*** Extract Section Begins ***

# Blending



## BuzzGlo (2/4/15)

So I'm not yet into the DIY yet but after buying my mod and tanks I had minimal cash for juice. 

I purchased 5 bottles of liquids which tasted great on a dripper as a noob but didnt work well for an adv. 

So as you do I started mixing. which led me to an amazing mix which a few other people enjoyed
@Jakey being one of them. He complained that there was too much mango but he says that about all my juice. I think all of his juices taste like apple. 

Hence this thread for the liquids that steep for ages and need to find a way back into our tanks and drippers. 

Please post awesome mixes that you have made or comment on how to improve.


----------



## BuzzGlo (2/4/15)

Silver said:


> Interesting combo @BuzzGlo
> I have tried adding menthol concentrate to my VM Banana Cream before and really didnt like it at all. I prefer the menthol with strawberry or other mixed fruits. Not sure if it was the banana or the cream part of banana cream - but it didnt taste nice. I see your mix includes banana cinnamon. Maybe the cinammon makes it better. How much of the Straws Menthol do you put in?



Jee wiz cant remember exact amounts but I had about 8ml of straw menthol that i hated on its own. This went into a 20ml (holds 25ml to the top)

*** Extract Section Ends ***
*** The data Section Begins ***

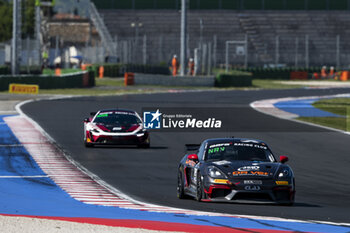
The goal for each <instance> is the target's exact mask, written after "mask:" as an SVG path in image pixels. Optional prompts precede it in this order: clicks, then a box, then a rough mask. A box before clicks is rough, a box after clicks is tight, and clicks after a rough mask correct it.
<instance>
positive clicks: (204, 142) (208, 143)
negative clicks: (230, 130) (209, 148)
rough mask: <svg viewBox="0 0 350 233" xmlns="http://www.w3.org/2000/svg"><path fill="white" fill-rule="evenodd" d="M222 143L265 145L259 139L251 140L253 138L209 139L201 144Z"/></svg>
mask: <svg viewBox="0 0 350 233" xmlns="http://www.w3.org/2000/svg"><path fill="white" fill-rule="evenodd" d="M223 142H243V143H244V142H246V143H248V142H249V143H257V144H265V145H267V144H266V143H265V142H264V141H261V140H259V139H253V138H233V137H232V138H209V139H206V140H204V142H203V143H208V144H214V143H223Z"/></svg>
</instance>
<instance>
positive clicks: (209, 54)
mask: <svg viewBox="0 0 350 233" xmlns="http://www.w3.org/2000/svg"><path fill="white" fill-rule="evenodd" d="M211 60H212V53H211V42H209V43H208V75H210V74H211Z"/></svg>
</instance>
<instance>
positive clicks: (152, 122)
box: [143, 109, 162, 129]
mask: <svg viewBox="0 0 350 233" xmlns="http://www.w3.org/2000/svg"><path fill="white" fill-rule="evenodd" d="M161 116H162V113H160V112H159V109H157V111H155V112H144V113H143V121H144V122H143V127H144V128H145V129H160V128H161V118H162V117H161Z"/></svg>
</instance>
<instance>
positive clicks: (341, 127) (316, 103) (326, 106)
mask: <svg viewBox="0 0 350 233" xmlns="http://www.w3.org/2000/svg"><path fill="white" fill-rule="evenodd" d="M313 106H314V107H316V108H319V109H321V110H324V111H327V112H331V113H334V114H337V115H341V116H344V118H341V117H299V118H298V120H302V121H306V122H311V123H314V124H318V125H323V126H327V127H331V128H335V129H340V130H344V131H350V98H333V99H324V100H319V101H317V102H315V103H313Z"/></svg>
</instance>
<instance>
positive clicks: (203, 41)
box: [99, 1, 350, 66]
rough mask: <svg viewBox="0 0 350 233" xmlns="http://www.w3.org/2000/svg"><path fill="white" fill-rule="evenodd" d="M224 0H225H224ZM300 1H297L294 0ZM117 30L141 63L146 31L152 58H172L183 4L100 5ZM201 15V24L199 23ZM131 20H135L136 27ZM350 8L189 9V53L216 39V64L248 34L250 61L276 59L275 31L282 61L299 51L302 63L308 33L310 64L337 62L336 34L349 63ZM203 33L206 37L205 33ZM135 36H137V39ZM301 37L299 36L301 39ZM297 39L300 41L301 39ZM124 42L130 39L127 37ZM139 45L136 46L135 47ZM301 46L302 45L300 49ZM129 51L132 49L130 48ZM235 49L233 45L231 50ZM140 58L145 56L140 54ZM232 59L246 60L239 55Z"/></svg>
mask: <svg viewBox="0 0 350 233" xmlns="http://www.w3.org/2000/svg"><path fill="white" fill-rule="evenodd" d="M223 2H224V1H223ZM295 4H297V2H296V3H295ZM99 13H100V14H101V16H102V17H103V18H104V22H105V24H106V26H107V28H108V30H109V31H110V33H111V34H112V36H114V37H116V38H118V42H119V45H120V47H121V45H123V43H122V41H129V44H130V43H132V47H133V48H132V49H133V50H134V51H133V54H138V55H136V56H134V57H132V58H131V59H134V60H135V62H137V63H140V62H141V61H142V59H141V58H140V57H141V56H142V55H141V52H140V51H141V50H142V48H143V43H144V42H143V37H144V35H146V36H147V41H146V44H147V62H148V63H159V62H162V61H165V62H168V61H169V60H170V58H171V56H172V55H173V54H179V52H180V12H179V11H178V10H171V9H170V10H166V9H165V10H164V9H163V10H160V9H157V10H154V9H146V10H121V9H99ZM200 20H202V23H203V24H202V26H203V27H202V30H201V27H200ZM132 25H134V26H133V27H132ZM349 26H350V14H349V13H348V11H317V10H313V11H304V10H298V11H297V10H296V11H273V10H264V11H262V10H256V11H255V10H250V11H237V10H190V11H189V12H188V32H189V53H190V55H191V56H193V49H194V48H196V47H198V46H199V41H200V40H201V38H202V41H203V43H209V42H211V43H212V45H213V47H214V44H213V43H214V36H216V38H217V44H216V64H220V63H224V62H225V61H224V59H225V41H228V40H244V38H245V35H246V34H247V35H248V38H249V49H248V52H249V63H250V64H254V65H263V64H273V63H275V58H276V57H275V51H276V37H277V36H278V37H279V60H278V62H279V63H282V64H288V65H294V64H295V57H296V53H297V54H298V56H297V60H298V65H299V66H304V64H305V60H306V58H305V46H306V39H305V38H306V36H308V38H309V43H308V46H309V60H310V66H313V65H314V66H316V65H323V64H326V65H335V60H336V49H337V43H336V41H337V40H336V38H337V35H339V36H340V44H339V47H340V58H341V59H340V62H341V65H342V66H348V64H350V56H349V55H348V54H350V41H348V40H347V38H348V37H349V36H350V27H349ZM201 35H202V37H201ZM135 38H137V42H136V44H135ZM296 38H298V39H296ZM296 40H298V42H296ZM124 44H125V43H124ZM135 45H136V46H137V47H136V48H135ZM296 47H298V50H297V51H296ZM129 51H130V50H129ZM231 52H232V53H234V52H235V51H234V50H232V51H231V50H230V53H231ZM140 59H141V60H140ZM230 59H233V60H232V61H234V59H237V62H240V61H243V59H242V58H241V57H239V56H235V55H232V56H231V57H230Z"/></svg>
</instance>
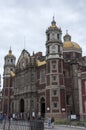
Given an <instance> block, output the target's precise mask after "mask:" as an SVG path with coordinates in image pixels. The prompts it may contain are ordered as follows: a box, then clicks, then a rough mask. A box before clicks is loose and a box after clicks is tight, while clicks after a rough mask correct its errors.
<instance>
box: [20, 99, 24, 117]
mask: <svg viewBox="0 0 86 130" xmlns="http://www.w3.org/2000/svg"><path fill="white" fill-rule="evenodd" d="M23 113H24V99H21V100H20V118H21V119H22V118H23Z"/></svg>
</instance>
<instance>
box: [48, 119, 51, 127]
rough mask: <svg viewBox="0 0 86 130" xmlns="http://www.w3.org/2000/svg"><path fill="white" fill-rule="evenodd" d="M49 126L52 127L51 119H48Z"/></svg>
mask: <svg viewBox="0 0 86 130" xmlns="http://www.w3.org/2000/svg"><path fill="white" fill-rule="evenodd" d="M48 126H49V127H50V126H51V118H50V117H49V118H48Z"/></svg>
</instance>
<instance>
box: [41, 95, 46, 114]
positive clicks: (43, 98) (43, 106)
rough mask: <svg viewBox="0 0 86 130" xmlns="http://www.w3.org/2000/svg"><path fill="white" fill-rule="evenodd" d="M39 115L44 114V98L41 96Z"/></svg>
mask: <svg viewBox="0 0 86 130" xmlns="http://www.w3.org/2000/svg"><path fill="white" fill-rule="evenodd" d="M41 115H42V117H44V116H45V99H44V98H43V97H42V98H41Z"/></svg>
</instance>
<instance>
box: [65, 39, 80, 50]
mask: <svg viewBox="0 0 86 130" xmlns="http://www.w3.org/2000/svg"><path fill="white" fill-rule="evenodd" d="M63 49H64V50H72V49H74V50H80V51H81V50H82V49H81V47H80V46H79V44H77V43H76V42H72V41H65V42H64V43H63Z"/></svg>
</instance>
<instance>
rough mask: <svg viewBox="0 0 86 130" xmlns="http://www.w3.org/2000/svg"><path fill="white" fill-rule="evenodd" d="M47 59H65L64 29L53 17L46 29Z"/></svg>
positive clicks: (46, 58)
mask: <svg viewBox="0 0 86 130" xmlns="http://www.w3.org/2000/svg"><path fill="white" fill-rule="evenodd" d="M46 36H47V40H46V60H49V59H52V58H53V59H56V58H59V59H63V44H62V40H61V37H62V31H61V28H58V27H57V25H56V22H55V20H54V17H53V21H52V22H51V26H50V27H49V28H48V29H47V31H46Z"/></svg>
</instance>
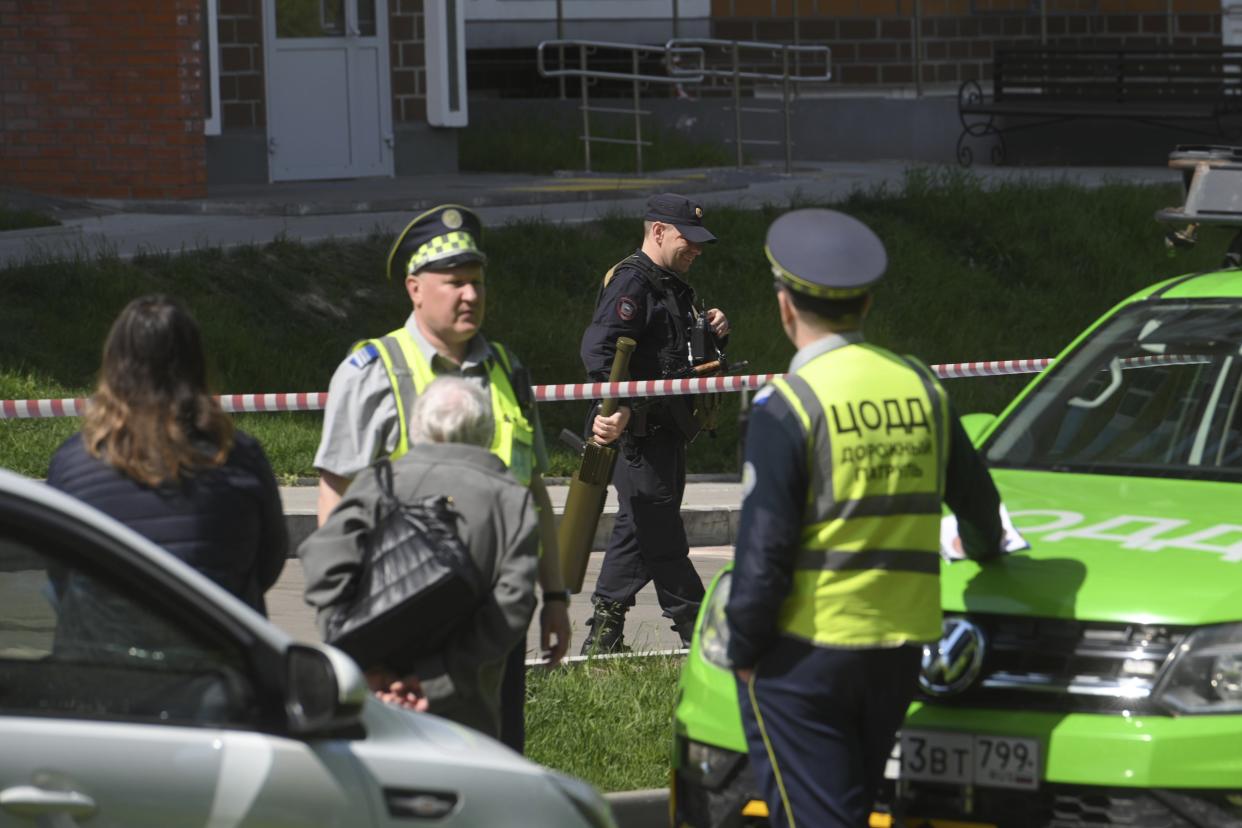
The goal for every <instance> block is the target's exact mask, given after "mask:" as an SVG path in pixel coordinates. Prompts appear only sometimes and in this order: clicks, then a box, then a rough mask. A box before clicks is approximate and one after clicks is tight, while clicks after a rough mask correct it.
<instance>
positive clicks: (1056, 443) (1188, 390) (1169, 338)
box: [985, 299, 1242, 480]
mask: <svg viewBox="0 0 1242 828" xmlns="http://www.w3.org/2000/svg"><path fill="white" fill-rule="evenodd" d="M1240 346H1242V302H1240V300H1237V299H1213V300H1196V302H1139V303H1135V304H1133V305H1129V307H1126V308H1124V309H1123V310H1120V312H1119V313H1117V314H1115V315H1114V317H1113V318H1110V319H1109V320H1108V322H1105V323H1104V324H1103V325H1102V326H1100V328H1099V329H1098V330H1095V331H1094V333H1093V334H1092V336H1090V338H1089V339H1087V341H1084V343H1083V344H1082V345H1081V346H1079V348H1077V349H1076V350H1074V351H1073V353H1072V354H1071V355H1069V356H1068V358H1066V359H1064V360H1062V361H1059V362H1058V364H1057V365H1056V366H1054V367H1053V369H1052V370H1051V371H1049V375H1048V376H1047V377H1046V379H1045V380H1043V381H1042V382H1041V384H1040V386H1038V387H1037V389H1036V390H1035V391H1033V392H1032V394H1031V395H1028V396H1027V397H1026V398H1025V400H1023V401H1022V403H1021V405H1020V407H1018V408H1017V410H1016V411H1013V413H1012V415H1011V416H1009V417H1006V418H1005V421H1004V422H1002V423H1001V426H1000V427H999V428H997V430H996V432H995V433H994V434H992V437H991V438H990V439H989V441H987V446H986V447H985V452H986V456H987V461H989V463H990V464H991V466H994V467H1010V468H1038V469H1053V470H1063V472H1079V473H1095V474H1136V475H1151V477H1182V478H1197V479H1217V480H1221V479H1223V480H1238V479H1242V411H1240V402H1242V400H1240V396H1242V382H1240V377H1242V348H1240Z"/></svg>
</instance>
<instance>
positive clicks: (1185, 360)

*** The data Section Ends ***

Required tasks:
1) In the blending thread, which flavors does Silver prefer to pair menthol with?
2) Carry on the blending thread from the point where it stops.
The entries play no part in this work.

Answers given:
1) Strawberry or other mixed fruits.

2)
Topped it up with VK4 6ml about 2ml 
topped it up with vanilla to the top 15 ml
Realized I grabbed the wrong bottle ( I intended to use mango ) 

Split the mix 50/50 between 2 bottles. 

Been adding mango to the mix as and when i Filled, which was nicer and then yesterday I tried bananna cinamon and mango and vg. Which a few people loved. 

I'm out of these flavours vanilla and straw menthol now thinking of grabbing some to try and perfect this. 

So my next mix I'd be making 5 ml batches to see what works. 

The plan 
0.5ml mango (0mg)
0.5ml banana cinnamon (6mg)
0.5ml Vk4 (6mg)
1.5ml strawberry menthol (0mg)
1 ml vanilla (0mg)

I'm not sure the vk is needed and would prefer an alternative to topQ straw menthol it somehow hurts my chest on its own, but its not as bad in this mix.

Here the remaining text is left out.